● **WHAT TO PRODUCE**: Pick out every line of the data below that contains the string "forearm", copying each one in full; case counts.

— START OF EXTRACTED RECORDS —

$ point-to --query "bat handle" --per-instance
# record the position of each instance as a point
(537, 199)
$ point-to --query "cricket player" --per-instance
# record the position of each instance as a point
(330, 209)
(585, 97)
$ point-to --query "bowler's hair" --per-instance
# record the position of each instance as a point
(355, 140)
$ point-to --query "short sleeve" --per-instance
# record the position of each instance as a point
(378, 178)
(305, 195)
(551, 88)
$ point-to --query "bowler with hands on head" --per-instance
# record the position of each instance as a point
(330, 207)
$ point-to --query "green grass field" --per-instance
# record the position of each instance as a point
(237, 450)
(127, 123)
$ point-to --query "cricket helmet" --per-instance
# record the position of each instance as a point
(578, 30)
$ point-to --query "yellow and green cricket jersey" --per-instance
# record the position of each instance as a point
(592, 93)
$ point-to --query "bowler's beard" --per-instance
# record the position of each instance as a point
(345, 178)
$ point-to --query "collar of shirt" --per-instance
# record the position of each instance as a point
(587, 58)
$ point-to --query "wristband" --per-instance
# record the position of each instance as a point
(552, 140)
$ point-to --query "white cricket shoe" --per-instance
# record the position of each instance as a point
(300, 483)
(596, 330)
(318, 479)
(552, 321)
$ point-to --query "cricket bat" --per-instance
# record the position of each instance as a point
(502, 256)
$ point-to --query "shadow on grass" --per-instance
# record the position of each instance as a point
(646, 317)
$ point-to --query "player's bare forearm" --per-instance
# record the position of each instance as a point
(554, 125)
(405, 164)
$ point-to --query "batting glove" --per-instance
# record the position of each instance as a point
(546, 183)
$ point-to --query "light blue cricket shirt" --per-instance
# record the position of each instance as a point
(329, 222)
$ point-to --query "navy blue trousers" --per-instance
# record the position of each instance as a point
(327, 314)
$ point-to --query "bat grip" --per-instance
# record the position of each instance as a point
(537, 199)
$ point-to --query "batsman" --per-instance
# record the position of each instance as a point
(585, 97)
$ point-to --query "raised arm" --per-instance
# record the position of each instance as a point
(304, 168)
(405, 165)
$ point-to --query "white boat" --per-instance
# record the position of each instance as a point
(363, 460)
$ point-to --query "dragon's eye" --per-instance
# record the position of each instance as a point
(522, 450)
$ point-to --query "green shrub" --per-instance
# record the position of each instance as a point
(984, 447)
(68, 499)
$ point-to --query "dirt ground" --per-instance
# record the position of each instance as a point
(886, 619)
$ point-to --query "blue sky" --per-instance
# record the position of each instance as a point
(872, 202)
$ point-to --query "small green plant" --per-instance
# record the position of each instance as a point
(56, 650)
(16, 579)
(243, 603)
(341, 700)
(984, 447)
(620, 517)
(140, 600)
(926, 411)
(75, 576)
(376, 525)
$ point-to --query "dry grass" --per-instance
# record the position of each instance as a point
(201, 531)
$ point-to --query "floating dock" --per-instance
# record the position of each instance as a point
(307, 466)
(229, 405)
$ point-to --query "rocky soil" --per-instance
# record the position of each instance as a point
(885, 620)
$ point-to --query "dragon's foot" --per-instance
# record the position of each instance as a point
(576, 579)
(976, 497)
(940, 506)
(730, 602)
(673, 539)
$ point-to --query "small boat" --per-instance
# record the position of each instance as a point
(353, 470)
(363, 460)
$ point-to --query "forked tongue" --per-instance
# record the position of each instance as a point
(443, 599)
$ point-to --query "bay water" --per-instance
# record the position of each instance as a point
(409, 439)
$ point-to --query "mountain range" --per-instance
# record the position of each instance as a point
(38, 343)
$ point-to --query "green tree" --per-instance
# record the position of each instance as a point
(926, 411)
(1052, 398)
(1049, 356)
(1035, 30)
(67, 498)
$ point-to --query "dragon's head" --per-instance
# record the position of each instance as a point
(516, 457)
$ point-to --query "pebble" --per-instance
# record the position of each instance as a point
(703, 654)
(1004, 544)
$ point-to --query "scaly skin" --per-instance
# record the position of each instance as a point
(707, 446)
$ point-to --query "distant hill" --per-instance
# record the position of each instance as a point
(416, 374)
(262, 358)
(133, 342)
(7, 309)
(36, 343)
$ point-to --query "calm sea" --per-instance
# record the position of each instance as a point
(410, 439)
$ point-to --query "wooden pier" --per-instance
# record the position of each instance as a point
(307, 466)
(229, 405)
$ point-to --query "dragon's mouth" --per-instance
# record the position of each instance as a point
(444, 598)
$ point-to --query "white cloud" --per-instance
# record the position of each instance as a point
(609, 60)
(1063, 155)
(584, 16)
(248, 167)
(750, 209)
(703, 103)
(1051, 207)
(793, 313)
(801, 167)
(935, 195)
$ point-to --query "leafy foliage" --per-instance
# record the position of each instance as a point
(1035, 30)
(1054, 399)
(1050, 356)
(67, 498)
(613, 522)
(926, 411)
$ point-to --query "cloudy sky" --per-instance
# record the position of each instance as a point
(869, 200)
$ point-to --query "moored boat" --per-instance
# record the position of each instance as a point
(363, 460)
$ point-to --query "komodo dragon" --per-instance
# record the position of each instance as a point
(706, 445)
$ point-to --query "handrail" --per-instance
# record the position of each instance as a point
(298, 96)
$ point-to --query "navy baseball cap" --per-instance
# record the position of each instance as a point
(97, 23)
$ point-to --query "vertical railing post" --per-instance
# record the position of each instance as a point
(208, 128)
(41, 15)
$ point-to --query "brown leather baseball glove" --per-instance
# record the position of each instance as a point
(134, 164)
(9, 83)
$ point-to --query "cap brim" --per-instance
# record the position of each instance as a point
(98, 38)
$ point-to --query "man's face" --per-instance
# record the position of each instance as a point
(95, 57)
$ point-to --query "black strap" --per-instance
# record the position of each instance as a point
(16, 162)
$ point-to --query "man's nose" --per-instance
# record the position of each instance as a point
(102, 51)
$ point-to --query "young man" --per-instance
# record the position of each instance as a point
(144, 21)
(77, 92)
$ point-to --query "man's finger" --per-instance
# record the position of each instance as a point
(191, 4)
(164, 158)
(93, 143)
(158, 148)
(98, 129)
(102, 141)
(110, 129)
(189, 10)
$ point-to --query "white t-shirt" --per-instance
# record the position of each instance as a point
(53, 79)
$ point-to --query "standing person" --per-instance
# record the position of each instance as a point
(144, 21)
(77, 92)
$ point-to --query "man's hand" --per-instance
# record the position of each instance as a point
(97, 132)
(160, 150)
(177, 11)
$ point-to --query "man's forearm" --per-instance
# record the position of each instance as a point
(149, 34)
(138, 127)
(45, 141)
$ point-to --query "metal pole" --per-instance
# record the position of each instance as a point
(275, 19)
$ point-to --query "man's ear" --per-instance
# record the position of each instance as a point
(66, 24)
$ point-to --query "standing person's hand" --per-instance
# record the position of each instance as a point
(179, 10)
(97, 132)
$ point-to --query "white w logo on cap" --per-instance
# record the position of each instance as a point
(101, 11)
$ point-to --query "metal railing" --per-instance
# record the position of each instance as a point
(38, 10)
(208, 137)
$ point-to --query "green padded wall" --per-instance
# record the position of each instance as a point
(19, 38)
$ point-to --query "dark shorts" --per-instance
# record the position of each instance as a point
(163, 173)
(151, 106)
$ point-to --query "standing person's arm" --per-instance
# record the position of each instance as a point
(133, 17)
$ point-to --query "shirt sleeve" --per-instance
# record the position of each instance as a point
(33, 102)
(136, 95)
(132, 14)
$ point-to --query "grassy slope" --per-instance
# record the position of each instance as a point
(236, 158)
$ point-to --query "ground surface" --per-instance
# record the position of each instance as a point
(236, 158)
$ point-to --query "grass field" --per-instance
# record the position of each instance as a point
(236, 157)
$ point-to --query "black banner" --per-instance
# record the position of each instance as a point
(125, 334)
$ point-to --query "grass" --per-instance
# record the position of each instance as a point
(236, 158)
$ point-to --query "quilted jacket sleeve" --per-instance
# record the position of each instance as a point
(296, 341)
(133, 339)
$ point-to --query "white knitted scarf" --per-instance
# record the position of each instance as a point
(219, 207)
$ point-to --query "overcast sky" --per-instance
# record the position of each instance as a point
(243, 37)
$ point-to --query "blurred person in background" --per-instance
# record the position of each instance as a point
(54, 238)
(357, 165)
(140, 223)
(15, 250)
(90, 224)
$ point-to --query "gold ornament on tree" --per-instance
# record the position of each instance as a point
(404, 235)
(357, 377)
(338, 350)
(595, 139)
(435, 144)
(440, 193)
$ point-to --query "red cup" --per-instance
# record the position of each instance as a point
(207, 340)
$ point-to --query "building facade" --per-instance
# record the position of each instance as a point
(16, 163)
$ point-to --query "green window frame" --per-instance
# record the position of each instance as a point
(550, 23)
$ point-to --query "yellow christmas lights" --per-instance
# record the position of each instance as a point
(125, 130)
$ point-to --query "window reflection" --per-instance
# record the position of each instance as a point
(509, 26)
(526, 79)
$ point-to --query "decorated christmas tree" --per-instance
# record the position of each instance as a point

— END OF EXTRACTED RECORDS —

● **TASK ANSWER**:
$ point-to --query "player's bare forearm" --per-instance
$ point-to --query "man's forearm" --per-instance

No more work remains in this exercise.